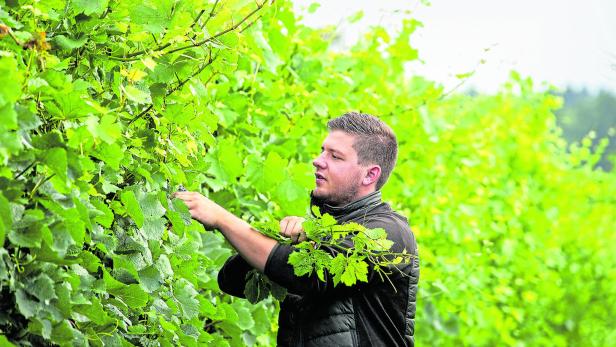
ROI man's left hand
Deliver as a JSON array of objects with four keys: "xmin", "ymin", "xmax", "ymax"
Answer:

...

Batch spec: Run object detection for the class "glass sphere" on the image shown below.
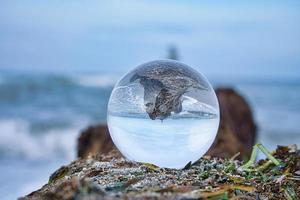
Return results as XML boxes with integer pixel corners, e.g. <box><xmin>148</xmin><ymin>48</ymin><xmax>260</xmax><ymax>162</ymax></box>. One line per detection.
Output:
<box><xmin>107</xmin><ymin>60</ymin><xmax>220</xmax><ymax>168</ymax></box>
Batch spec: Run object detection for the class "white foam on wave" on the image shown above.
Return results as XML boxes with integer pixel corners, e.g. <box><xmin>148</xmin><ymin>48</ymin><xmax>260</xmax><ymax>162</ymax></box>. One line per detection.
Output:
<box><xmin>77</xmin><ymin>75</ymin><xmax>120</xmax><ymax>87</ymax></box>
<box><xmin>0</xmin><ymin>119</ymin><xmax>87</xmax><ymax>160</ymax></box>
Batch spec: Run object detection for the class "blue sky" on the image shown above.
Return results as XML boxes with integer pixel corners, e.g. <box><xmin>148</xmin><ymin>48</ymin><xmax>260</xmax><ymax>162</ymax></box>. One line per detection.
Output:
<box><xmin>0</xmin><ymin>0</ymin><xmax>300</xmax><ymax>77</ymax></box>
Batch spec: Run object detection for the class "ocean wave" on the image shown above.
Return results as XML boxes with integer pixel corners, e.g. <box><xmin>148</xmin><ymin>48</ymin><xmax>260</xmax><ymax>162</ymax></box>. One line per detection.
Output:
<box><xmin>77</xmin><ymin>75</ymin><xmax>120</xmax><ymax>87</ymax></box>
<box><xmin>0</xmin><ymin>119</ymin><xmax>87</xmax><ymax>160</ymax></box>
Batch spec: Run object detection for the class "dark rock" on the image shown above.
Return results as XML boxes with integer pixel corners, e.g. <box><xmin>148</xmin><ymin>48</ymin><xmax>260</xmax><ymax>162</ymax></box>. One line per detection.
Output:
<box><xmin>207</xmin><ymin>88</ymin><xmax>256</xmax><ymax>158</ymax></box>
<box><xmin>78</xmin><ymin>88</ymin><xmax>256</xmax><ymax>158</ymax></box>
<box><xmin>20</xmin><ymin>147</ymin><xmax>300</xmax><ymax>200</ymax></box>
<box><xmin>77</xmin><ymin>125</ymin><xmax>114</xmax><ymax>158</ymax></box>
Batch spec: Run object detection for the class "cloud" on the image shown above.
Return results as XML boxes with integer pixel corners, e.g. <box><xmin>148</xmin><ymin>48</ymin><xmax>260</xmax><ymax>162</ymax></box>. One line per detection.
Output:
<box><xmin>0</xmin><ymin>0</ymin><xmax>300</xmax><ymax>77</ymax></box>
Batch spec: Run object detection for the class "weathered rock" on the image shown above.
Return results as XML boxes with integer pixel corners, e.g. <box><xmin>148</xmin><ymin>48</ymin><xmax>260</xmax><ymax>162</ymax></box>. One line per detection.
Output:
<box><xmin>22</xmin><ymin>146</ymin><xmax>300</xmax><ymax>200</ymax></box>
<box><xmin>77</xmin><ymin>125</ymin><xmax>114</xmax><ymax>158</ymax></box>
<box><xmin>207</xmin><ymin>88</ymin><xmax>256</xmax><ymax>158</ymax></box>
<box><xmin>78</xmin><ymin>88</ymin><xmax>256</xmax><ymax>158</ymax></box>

Work instructions | Locate each line in the listing above that contains the string "rock", matching case exactly, and copy those lines out in full.

Problem solution |
Batch spec: Run object detection for the class "dark rock" on the image shown above.
Batch spec: Run object detection for the class "weathered rock" on the image shown above.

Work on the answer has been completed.